**What the task asks:** Please copy the records below word for word, starting at the line containing "Target: stone foundation" and ending at the line containing "(1245, 161)", with both of those lines included.

(Object point labels)
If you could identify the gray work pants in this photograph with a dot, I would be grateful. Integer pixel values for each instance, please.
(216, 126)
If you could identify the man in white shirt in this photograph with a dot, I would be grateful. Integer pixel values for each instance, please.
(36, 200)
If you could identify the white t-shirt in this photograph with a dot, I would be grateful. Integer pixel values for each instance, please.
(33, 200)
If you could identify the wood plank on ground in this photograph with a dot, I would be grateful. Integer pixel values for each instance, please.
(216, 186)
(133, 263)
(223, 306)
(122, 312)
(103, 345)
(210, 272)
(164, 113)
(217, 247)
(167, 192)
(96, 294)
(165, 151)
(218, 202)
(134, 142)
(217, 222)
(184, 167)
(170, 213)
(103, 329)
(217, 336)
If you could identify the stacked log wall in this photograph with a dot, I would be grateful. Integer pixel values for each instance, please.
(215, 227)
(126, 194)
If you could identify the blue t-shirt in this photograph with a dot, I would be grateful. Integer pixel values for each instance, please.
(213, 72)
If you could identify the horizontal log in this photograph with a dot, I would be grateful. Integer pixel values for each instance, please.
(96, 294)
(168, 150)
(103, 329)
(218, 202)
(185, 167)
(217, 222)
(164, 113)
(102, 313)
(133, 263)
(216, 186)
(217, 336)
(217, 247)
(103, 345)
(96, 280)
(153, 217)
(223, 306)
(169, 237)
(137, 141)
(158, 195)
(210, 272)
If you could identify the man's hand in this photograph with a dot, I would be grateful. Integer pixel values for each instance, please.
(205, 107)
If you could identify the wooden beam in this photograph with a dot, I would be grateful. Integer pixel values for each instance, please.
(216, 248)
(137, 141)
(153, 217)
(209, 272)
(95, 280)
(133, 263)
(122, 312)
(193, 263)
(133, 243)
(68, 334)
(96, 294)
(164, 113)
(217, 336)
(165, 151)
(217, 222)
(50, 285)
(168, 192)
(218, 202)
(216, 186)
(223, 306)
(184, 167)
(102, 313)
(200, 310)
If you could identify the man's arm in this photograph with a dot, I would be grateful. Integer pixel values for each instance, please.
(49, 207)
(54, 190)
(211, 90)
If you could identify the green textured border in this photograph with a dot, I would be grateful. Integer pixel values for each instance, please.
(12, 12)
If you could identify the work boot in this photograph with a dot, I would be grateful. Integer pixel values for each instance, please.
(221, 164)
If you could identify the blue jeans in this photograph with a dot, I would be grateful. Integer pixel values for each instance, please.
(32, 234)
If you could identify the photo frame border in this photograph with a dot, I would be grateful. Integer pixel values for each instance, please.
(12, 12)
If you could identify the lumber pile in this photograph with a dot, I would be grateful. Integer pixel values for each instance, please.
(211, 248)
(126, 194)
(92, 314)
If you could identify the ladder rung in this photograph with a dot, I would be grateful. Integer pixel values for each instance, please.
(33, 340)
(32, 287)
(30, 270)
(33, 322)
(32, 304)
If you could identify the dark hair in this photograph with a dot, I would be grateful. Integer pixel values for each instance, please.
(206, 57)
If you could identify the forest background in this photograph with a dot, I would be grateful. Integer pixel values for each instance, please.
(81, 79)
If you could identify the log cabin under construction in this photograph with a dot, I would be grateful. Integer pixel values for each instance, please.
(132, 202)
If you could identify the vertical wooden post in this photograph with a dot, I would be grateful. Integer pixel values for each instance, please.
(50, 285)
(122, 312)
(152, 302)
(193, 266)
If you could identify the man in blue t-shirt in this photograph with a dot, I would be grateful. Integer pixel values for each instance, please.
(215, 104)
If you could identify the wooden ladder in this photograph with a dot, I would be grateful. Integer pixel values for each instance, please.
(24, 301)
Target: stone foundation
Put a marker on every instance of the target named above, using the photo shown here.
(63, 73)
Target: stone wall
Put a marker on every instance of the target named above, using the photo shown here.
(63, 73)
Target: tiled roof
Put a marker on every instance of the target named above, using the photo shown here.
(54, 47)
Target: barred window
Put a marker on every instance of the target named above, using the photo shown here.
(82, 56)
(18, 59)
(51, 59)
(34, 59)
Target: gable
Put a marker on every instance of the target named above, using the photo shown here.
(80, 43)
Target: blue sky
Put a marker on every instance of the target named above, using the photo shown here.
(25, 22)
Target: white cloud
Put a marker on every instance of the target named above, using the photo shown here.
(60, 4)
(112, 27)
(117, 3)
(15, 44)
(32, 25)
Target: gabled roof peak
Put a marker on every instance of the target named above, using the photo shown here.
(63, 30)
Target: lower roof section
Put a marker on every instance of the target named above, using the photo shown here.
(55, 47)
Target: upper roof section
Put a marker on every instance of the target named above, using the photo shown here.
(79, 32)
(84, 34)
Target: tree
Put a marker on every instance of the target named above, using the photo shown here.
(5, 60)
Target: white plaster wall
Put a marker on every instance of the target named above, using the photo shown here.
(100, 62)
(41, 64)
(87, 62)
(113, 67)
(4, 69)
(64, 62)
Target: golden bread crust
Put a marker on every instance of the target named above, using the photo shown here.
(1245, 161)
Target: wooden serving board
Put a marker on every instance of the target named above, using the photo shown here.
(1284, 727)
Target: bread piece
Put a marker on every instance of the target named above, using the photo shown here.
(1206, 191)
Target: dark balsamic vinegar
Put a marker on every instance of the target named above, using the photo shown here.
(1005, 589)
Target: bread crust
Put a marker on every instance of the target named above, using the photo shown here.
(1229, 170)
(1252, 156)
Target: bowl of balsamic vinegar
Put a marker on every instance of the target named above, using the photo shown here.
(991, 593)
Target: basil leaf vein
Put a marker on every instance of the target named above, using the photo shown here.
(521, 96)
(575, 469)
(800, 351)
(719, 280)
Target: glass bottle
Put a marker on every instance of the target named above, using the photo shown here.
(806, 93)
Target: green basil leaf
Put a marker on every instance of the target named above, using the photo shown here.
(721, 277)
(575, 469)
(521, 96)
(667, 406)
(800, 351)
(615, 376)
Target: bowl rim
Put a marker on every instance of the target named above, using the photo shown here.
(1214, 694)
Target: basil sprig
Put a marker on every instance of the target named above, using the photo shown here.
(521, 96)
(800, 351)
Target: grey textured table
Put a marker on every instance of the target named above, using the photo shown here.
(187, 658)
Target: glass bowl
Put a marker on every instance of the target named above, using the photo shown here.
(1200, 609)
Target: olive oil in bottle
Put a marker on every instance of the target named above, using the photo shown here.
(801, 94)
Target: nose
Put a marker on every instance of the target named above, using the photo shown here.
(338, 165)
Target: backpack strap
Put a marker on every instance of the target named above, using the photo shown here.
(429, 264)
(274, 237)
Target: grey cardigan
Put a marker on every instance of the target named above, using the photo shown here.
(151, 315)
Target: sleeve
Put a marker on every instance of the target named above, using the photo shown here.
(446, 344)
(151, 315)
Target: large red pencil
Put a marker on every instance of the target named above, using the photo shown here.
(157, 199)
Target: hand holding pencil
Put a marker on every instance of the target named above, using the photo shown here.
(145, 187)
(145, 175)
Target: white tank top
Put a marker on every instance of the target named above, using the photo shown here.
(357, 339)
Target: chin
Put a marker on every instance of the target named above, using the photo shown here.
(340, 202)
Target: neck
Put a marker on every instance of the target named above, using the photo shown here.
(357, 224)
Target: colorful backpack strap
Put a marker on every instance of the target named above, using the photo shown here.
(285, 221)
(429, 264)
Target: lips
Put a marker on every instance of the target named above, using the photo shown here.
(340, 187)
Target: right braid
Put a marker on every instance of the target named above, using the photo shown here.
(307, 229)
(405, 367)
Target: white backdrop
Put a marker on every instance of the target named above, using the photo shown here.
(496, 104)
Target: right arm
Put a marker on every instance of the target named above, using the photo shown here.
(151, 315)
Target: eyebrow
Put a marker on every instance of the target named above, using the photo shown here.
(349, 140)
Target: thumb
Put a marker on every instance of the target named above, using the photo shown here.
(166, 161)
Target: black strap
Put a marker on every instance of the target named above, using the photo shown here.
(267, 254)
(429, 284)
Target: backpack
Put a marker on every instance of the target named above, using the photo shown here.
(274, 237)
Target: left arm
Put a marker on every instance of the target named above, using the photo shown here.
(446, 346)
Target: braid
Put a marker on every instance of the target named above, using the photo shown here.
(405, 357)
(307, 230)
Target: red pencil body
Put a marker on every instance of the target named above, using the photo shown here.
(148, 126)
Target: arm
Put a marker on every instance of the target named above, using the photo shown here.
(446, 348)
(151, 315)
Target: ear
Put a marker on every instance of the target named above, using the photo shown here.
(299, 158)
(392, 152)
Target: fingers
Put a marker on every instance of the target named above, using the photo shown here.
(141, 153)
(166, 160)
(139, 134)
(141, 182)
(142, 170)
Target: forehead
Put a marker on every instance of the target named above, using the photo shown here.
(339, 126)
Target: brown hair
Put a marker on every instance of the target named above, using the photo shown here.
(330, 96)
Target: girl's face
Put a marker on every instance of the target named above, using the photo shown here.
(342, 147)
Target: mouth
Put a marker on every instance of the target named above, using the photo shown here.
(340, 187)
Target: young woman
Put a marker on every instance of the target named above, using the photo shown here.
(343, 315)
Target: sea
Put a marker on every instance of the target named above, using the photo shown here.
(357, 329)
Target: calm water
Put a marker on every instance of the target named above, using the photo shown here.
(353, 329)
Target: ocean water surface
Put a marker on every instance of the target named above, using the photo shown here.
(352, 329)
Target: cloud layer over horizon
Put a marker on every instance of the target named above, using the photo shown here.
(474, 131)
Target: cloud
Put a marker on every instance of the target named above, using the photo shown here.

**Written solution:**
Target: stone foundation
Put a marker on every instance of the target named above, using the photo shown here.
(63, 73)
Target: stone wall
Put a marker on every instance of the target named above, using the photo shown here.
(63, 73)
Target: tiled roof
Put a marker on every instance of the target named above, using the photo shown here.
(54, 47)
Target: barred window
Put a marker on every instance of the target named above, using the photo shown here.
(82, 56)
(18, 59)
(51, 59)
(34, 59)
Target: gable
Put a marker on every instance of the target named above, using the photo shown here.
(80, 43)
Target: blue sky
Put a marker on every instance of the target named above, using the photo shown here.
(25, 22)
Target: white cloud
Put a marker on every instance of the target named above, using the photo shown here.
(60, 4)
(112, 27)
(117, 3)
(15, 44)
(32, 25)
Target: gabled roof peak
Put a marker on every instance of the target named above, using the photo shown here.
(63, 30)
Target: lower roof section
Put a marker on every instance of the target named above, using the photo shown here.
(55, 47)
Target: upper roof section
Put a marker on every instance of the target named above, using the photo shown here.
(79, 32)
(84, 34)
Target: tree
Put a marker on every instance of the target named above, using the photo shown here.
(5, 60)
Target: white plaster wall
Put a marker on every instance of the target named above, using the photo shown here.
(100, 62)
(41, 64)
(87, 62)
(113, 67)
(4, 69)
(64, 62)
Target: golden bread crust
Put a marker on every instance of the target named above, using the photo shown here.
(1245, 161)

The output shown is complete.